**Your objective**. Pull out each of the rows below that contains the word "green" and copy those rows in full.

— Start —

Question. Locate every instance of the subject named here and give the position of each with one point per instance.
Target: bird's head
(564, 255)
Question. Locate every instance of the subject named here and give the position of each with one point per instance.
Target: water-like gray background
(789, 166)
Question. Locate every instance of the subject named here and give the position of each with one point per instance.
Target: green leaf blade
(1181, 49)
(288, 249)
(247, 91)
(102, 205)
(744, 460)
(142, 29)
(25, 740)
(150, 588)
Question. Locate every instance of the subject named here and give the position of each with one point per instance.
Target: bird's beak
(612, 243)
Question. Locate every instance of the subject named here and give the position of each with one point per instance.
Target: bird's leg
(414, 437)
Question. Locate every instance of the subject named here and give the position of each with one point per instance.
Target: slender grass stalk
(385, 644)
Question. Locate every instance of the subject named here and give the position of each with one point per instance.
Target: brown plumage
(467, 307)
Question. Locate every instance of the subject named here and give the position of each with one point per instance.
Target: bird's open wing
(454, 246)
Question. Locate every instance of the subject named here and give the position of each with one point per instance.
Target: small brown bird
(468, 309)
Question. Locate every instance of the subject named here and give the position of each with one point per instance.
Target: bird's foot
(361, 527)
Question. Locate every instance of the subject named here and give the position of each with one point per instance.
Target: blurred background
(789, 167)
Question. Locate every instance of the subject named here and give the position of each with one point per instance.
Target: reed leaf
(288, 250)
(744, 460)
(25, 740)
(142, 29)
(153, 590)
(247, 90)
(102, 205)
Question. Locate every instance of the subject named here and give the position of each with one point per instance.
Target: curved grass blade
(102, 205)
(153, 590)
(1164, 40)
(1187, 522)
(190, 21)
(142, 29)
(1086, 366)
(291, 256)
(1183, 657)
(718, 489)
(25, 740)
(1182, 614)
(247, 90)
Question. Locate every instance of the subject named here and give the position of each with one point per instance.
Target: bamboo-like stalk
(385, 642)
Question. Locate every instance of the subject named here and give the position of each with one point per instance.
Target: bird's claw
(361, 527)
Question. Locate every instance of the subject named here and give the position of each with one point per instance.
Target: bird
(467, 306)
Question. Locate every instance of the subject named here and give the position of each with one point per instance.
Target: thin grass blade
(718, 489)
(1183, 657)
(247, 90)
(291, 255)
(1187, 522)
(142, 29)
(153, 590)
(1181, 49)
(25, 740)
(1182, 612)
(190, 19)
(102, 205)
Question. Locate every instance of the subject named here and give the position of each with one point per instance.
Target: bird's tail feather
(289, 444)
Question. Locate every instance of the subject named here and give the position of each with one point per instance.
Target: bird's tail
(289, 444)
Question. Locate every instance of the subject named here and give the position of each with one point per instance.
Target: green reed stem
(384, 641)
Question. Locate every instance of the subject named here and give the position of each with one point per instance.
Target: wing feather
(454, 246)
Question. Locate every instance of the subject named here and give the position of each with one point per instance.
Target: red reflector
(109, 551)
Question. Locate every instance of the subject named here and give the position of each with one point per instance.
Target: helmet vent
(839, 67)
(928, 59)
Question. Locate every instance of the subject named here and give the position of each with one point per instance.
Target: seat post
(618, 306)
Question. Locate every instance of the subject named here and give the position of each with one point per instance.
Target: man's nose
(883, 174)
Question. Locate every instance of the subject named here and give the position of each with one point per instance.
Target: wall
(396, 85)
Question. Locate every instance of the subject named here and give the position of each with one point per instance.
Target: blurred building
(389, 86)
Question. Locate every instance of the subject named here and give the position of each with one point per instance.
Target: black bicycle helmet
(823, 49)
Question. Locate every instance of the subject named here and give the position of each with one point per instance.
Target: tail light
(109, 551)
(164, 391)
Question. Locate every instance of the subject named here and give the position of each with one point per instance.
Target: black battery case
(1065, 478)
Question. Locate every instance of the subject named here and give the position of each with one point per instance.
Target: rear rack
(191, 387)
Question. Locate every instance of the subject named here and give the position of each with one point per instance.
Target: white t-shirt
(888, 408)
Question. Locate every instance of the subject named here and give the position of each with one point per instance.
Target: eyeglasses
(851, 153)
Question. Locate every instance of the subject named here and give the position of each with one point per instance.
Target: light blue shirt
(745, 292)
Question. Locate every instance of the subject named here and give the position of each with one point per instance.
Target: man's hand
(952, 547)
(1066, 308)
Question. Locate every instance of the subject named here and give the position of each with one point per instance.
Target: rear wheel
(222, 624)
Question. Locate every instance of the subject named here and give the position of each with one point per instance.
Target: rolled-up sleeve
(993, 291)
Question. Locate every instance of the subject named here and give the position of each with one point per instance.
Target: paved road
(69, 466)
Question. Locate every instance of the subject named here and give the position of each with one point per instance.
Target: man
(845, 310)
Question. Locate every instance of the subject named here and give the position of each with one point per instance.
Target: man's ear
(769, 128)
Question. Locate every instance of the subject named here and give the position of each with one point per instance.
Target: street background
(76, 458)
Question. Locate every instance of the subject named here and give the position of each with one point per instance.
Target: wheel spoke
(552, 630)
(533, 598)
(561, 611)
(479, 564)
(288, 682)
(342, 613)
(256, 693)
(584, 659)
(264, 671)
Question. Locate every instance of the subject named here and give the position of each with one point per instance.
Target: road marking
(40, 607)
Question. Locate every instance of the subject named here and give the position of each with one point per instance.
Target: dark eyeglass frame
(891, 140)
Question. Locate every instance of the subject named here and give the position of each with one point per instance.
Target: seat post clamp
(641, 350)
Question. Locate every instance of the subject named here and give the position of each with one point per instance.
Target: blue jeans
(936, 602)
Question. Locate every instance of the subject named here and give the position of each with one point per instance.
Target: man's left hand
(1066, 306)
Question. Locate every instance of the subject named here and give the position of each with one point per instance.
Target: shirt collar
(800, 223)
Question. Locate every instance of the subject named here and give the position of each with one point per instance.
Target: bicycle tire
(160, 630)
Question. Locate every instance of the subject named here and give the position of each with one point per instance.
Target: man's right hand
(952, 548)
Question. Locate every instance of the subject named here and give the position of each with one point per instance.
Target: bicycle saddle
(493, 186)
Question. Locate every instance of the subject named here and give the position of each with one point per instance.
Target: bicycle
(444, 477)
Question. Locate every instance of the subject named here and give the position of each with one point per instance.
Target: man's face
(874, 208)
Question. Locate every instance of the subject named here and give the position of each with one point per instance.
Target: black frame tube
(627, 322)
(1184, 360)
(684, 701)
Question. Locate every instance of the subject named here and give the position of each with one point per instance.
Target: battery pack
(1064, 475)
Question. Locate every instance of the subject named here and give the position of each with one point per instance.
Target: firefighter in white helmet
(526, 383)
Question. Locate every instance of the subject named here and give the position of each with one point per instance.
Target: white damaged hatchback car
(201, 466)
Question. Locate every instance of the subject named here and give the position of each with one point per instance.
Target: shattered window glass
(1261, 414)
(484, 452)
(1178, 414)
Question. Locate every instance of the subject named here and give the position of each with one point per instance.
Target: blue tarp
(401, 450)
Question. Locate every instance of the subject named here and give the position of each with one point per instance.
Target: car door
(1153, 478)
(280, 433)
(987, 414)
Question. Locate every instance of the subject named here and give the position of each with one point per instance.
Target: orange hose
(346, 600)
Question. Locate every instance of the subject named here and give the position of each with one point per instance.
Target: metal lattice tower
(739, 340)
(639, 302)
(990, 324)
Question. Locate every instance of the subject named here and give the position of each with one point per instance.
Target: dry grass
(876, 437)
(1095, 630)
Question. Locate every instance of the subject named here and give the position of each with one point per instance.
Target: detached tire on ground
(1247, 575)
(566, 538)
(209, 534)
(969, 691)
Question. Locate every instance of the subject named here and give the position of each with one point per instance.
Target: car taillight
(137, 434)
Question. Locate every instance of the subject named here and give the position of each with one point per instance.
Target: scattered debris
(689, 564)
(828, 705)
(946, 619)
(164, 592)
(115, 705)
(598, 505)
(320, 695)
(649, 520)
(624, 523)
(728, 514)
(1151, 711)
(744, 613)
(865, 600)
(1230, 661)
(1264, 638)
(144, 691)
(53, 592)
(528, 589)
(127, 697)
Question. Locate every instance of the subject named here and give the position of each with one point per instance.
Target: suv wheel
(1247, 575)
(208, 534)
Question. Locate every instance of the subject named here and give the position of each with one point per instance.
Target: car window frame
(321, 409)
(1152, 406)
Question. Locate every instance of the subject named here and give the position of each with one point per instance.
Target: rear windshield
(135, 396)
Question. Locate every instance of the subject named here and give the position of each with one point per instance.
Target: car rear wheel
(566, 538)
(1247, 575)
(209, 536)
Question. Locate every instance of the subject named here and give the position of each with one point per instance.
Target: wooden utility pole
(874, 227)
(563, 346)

— End —

**Written answer**.
Target: green leaf blade
Target: green reed stem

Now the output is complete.